Goal of the exercise:
Answer these from the research design and methods text below.
(a) Between which months and years were participants enrolled?
(b) What was the median income category for black participants?
(c) Which body verified the collected hospitalization records?

Selected excerpt:
- Opening Delimiter -

RESEARCH DESIGN AND METHODS
The study population was comprised of 3,033 participants in the baseline exam of the Health ABC study. Participants were enrolled between March 1997 and June 1998. The study’s target population was individuals age 70–79 years who did not have lower extremity functional limitation and resided in the Memphis, Tennessee, and Pittsburgh, Pennsylvania, areas. These criteria selected the best functioning 40–60% of the older population. The socioeconomic status patterns reflected the locations from which the samples were drawn: 56.4% of black participants vs. 87.8% of white participants had completed high school, and the median income category was $10,000–25,000 for black participants and $25,000–50,000 for white participants. A participant’s well-functioning was determined by self-report and defined as having the individual having no difficulty in walking a quarter of a mile or going up 10 steps without resting reported on two separate occasions. Exclusion criteria included difficulties with daily living activities, obvious cognitive impairment, an inability to communicate with the interviewer, an intention of moving within 3 years, therapy for cancer within the prior 3 years, and previous participation in a trial involving a lifestyle intervention.
Incident CHD was defined by coronary death or any overnight hospitalization in an acute care hospital for myocardial infarction (MI), angina, coronary angioplasty or artery bypass surgery, or chronic heart failure. Events and diagnoses were adjudicated based on hospital and death records. Participants were asked to report any hospitalizations, and every 6 months they were asked direct questions to elicit information about any event. When an event was reported, hospitalization records were collected and verified by a Health ABC Disease Adjudication Committee. Date and causes of death were taken from the death certificate. Only events that were confirmed by the adjudication committee were included.

- Closing Delimiter -

Data section:
- Opening Delimiter -

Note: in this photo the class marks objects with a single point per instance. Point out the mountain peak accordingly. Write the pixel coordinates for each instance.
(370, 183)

- Closing Delimiter -

Solved exercise:
(a) Between March 1997 and June 1998.
(b) $10,000–25,000.
(c) The Health ABC Disease Adjudication Committee.